Fragmento del documento:
--
No he venido sembrar paz, sino espadas - Alfa y Omega

No he venido sembrar paz, sino espadas

Lunes de la 15ª semana de tiempo ordinario / Mateo 10, 34-11, 1

Carlos Pérez Laporta
Ilustración: Freepik.

Evangelio: Mateo 10, 34-11, 1

En aquel tiempo, dijo Jesús a sus apóstoles:

«No penséis que he venido a la tierra a sembrar paz; no he venido a sembrar paz, sino espada. He venido a enemistar al hombre con su padre, a la hija con su madre, a la nuera con su suegra; los enemigos de cada uno serán los de su propia casa.

El que quiere a su padre o a su madre más que a mí no es digno de mí; el que quiere a su hijo o a su hija más que a mí no es digno de mí; y el que no carga con su cruz y me sigue, no es digno de mí. El que encuentre su vida la perderá, y el que pierda su vida por mí, la encontrará.

El que os recibe a vosotros, me recibe a mí, y el que me recibe, recibe al que me ha enviado; el que recibe a un profeta porque es profeta, tendrá recompensa de profeta; y el que recibe a un justo porque es justo, tendrá recompensa de justo.

El que dé a beber, aunque no sea más que un vaso de agua fresca, a uno de estos pequeños, sólo porque es mi discípulo, en verdad os digo que no perderá su recompensa».

Cuando Jesús acabó de dar instrucciones a sus doce discípulos, partió de allí para enseñar y predicar en sus ciudades.

Comentario

Jesús «es nuestra paz» (Ef 2, 13). Y sin embargo nos dice en el Evangelio de Mateo hoy: «No penséis que he venido a la tierra a sembrar paz: no he venido a sembrar paz, sino espada». En el Evangelio de Juan nos lo aclara: «Os dejo la paz, mi paz os doy; no os la doy como la da el mundo». Hay, pues, dos formas de paz. Ambas se oponen.
--
Datos proporcionados:
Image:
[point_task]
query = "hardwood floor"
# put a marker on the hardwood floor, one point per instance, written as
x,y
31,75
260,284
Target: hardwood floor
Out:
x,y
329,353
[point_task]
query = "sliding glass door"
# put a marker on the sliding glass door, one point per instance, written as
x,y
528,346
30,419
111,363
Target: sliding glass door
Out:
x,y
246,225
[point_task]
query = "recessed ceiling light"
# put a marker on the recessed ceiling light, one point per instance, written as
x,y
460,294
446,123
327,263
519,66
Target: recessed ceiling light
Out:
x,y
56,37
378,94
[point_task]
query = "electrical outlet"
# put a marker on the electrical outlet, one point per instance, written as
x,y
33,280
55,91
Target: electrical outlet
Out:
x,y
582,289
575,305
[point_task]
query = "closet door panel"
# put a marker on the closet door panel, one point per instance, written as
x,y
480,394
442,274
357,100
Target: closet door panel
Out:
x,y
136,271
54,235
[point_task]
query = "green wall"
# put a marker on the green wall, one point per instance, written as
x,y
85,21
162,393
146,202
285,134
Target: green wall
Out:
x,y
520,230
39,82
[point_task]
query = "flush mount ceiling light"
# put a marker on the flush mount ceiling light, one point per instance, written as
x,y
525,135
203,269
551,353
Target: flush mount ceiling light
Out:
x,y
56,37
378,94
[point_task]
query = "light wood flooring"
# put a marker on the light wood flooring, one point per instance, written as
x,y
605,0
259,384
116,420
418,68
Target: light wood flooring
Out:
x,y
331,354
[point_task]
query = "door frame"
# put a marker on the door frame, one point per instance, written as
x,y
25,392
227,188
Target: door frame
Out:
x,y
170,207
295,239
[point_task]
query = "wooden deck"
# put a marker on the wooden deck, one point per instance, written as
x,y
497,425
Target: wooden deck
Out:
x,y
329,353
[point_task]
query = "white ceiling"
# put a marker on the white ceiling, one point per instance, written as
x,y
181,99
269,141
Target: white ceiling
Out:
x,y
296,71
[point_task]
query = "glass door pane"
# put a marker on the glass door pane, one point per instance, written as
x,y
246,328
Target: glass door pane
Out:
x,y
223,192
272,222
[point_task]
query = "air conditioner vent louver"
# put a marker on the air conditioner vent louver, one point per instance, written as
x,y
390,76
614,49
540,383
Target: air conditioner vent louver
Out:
--
Tareas a realizar:
• 1. Repite sin cambios todo el texto sobre el Evangelio de Mateo, desde "Cuando Jesús acabó" hasta "Ambas se oponen.".
• 2. Continúa el texto sobre el Evangelio de Mateo a partir de su última frase.
Los datos proceden de una fuente distinta.

Respuestas escritas:
• 1.
Cuando Jesús acabó de dar instrucciones a sus doce discípulos, partió de allí para enseñar y predicar en sus ciudades.

Comentario

Jesús «es nuestra paz» (Ef 2, 13). Y sin embargo nos dice en el Evangelio de Mateo hoy: «No penséis que he venido a la tierra a sembrar paz: no he venido a sembrar paz, sino espada». En el Evangelio de Juan nos lo aclara: «Os dejo la paz, mi paz os doy; no os la doy como la da el mundo». Hay, pues, dos formas de paz. Ambas se oponen.

• 2.
Por un lado, está la paz del mundo. Es la seguridad y tranquilidad que da el mundo por sí mismo, por su misma forma de funcionar. Porque es cierto: las relaciones mundanas, las riquezas, las posesiones, confieren cierta calma. Y en ocasiones un gran sosiego. Frente a lo accidental de la vida las seguridades del mundo garantizan cierto poder de resistencia, que nos da un respiro. Pero, porque estas seguridades son también pasajeras, contienen una inseguridad última, ante el sentido de la vida y ante la muerte.

Un amigo cuya madre acaba de ser diagnosticada de ELA me dijo que había dejado de rezar. La oración, en su caso, era un instrumento para asegurar las seguridades del mundo, su relación con su madre. Lo más importante era, entonces, su madre. Dios era el instrumento. Por eso, al no serle útil lo había abandonado.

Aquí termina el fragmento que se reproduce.